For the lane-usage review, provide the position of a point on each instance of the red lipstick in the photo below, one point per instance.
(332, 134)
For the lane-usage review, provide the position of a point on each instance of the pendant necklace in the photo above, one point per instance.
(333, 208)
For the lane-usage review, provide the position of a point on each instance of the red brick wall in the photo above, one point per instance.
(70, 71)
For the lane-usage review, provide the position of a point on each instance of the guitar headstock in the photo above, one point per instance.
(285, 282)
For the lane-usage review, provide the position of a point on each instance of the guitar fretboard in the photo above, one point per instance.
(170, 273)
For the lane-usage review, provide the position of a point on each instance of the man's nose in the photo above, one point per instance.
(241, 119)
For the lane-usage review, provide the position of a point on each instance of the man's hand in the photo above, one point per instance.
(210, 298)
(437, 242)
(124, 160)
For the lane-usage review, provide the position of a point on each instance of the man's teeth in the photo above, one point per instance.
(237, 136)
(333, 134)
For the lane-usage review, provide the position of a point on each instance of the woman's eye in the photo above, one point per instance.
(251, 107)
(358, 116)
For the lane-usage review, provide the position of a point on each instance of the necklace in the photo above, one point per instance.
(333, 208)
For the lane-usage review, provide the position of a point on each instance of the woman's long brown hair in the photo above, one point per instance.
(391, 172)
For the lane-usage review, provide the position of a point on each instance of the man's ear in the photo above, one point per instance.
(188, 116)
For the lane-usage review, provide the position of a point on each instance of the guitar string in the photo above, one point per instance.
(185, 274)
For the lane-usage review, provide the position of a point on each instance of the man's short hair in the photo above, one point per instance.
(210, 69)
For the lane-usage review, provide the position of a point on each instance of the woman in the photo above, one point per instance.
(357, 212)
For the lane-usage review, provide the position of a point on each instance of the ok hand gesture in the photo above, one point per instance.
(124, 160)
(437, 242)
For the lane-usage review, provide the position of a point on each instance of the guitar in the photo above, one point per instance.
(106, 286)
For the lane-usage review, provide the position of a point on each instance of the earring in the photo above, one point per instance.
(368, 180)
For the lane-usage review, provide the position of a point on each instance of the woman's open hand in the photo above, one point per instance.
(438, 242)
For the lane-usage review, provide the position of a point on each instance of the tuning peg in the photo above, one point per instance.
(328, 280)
****************
### WHAT TO WORK ON
Copy the records above exactly, starting at the line that contains "of the earring" and ending at the last line, and leave out all earlier lines.

### ANSWER SECTION
For the lane-usage review, provide the position of a point on each instance of the earring in the photo above, one point per instance.
(368, 180)
For the lane-usage review, provide the position of a point on each instance of the woman's open hand in the photo above, one point per instance.
(438, 242)
For the lane-usage review, provide the position of a point on each instance of the tuning peg in the photo above, one point per instance.
(328, 280)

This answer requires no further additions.